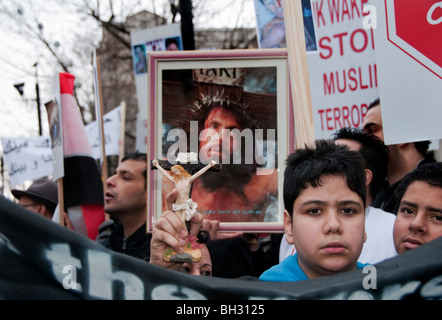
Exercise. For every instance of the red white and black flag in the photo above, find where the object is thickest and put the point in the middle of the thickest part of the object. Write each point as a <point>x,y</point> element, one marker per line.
<point>82,183</point>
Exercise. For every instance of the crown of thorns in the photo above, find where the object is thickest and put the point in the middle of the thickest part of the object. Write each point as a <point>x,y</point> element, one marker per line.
<point>229,102</point>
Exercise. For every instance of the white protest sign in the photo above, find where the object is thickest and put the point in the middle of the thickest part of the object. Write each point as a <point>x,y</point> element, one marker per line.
<point>161,38</point>
<point>111,123</point>
<point>343,73</point>
<point>408,42</point>
<point>27,158</point>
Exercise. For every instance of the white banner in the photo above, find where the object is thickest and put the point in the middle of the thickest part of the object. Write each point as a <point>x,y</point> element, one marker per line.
<point>27,158</point>
<point>408,52</point>
<point>111,124</point>
<point>343,73</point>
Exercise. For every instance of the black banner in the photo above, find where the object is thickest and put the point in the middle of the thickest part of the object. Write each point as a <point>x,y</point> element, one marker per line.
<point>42,260</point>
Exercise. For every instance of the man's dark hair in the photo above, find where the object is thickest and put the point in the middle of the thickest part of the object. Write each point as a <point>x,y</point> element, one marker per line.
<point>235,176</point>
<point>138,156</point>
<point>421,146</point>
<point>374,154</point>
<point>308,166</point>
<point>374,103</point>
<point>430,173</point>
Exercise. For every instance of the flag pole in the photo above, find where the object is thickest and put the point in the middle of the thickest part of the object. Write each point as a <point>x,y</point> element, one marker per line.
<point>99,116</point>
<point>122,130</point>
<point>298,68</point>
<point>61,201</point>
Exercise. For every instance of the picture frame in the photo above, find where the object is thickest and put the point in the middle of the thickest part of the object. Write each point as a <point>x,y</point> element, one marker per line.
<point>184,87</point>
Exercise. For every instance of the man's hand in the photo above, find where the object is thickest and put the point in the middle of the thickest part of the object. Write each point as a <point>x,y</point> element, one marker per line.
<point>170,231</point>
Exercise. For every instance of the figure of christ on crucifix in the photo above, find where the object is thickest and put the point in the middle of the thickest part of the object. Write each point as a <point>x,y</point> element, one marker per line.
<point>184,207</point>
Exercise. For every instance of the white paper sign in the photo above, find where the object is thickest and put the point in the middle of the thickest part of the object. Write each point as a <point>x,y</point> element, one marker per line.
<point>343,73</point>
<point>410,82</point>
<point>111,124</point>
<point>27,158</point>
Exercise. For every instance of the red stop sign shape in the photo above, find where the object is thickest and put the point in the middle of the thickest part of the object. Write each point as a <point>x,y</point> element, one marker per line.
<point>415,27</point>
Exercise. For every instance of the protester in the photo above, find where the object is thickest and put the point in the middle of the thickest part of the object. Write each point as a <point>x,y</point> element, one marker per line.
<point>169,231</point>
<point>126,203</point>
<point>419,216</point>
<point>378,223</point>
<point>404,157</point>
<point>324,200</point>
<point>41,197</point>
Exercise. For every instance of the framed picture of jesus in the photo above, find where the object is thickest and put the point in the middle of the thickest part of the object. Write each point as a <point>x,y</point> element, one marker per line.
<point>229,107</point>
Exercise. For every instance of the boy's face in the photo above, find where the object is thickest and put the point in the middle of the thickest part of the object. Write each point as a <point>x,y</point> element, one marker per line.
<point>419,218</point>
<point>126,188</point>
<point>328,228</point>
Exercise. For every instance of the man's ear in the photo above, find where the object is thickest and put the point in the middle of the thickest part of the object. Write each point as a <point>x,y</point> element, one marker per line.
<point>368,176</point>
<point>288,227</point>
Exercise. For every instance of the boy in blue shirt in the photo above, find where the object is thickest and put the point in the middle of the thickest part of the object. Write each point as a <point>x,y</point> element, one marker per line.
<point>324,198</point>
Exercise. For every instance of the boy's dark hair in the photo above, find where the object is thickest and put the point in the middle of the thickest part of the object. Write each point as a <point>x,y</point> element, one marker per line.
<point>430,173</point>
<point>374,154</point>
<point>306,167</point>
<point>138,156</point>
<point>421,146</point>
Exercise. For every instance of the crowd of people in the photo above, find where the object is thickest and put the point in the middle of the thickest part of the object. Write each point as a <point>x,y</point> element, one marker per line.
<point>348,202</point>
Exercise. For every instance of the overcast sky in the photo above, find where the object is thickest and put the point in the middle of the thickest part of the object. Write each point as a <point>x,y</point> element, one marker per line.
<point>18,116</point>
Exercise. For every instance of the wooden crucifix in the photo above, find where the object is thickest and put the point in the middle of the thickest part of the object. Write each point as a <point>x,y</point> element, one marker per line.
<point>184,207</point>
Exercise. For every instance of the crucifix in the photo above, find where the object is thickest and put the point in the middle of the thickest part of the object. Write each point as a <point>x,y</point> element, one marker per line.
<point>182,175</point>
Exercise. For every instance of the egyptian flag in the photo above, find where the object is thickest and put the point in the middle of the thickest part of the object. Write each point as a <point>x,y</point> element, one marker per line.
<point>82,183</point>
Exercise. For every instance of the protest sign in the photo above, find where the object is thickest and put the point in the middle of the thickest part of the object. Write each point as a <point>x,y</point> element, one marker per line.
<point>162,38</point>
<point>27,158</point>
<point>408,53</point>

______________________________

*WORK INSTRUCTION*. Print the records verbatim, without pictures.

*OUTPUT BELOW*.
Exercise. For every instance of the red white and black flag in the photo above, find where the object is thickest and put the point in the middle of the thickest part of the object. Write each point as a <point>x,y</point> element, one marker per line.
<point>82,183</point>
Exercise. For every instance of the crown of thorns in the photo above, find where the object is thickest and put the point in the middle of the thickest part of the object. Write each point as a <point>x,y</point> element, one marker per line.
<point>229,102</point>
Exercise. For every instance of the white protest sign in the photo above, find where the object is thickest and put the point in the middle of the thickest part of the object. Write each point as a <point>x,y</point> element, one marker per line.
<point>161,38</point>
<point>111,123</point>
<point>343,73</point>
<point>408,42</point>
<point>27,158</point>
Exercise. For every instance of the white banner in the photo above, find where the object is thickest and put the point in the middle of the thickest part of the object. Write each point as a <point>x,y</point> element, one marker per line.
<point>27,158</point>
<point>408,52</point>
<point>111,124</point>
<point>343,73</point>
Exercise. For every instance of the black banner in the photo above, find where the object is thickest and put the point in the middle of the thickest part of the object. Write each point as a <point>x,y</point> element, one marker per line.
<point>42,260</point>
Exercise. For every instance of the man's dark hair in the photo above, find where the object is thickest and put the point in the middle of the thickest part of the object. Write each point as a <point>x,y</point> element, one marker per line.
<point>235,176</point>
<point>138,156</point>
<point>421,146</point>
<point>374,154</point>
<point>308,166</point>
<point>374,103</point>
<point>430,173</point>
Exercise. For every instance of the flag pole in the photo above, find where the object is thickest and put the point in the middle of the thickest part of the object. Write each point as a <point>x,y</point> element, one marker per line.
<point>99,116</point>
<point>122,130</point>
<point>298,68</point>
<point>61,201</point>
Exercise. For every instance of the picture frame in the photo above, find where the object is thickest and put the point in the middle of the thickest part of the object. Write each point as a <point>x,y</point> element, one marker per line.
<point>184,87</point>
Exercise. For every instance of the man's hand in the photo above, find where the object is thickest and put the point in the middle of the thickest part of the object. Write each point as a <point>x,y</point> element, one marker per line.
<point>170,231</point>
Exercise. For every instance of the figure of christ on crucifix in the photo above, find where the object is thickest and put the point in the middle of the thickest part of the object. Write each point as a <point>x,y</point> element, one marker per line.
<point>184,207</point>
Exercise. For every instance of the white paper sign in the photo above, find where the object is thickest and put the point in the middle of the thickest part of the object. Write each point as a <point>x,y</point> element, one marker per line.
<point>343,73</point>
<point>410,82</point>
<point>111,124</point>
<point>27,158</point>
Exercise. For every instance of the red stop sign shape in the photo above, find where the object is thickest and put the point in the middle of the thickest part of the object. Write each point as a <point>x,y</point> element, one marker per line.
<point>415,27</point>
Exercise. For every instance of the protester in the photo above, find where the object is thickest and put the point in the middle of the thickest part of the object. Write each point as a <point>x,y</point> element, one marker per line.
<point>169,231</point>
<point>126,203</point>
<point>419,216</point>
<point>378,223</point>
<point>404,157</point>
<point>324,200</point>
<point>41,197</point>
Exercise. For every instance of the framed picture of jesus in the photo above, find where the object is thickest and put the point in the middle of the thickest part of the object. Write each point as a <point>x,y</point> element, one marker per line.
<point>229,107</point>
Exercise. For every instance of the boy's face in the photo above, find where the object is thickest and put the point in the middle of the thickest part of the object. Write each point as a <point>x,y</point> element, one marker per line.
<point>419,218</point>
<point>126,188</point>
<point>328,228</point>
Exercise. For every instance of the man's ear in the photo above, find where the object is thickest and put the point in the middle of the thickest part of the object. Write each point as a <point>x,y</point> element, one marker per line.
<point>368,176</point>
<point>288,227</point>
Exercise. For every instance of the boy in blue shirt in the photo above, find where the object is thickest and put the point in the middle of the thickest part of the object. Write each point as a <point>x,y</point> element, one marker per line.
<point>324,198</point>
Exercise. For every instance of the boy's dark hair in the photo above, find where the object is thickest and put the point in the middle of the thickest part of the object. Write each point as a <point>x,y</point> element, one marker per line.
<point>430,173</point>
<point>374,154</point>
<point>306,167</point>
<point>138,156</point>
<point>421,146</point>
Exercise. For every instance of the crowd of people in the photo above, find where the object is thickest and put the point in the middle of the thickest part of the object. Write each point as a <point>x,y</point> element, one marker per line.
<point>348,202</point>
Exercise. For every instance of the overcast sky in the photo above, find where the object is thickest and put the point in the middle of the thickest part of the object. Write each point as a <point>x,y</point> element, one marker per line.
<point>18,116</point>
Exercise. For every instance of the wooden crucifix in the photo above, find where the object is thickest and put the point in the middle of the thickest part of the object. Write each point as a <point>x,y</point> element, one marker per line.
<point>184,207</point>
Exercise. For every instance of the crucifix in the photo above, find where the object is thickest and put the point in the middle of the thickest part of the object. Write each point as a <point>x,y</point> element, one marker per line.
<point>182,175</point>
Exercise. For every instance of the egyptian flag in the photo above, find where the object is thickest and put the point in the middle of the thickest part of the object. Write each point as a <point>x,y</point> element, one marker per line.
<point>82,183</point>
Exercise. For every instance of the protest sign in the photo above, find where the object is thickest and put the point in the middle of the thickest part of the object. Write each point as a <point>x,y</point> element, one marker per line.
<point>162,38</point>
<point>27,158</point>
<point>408,53</point>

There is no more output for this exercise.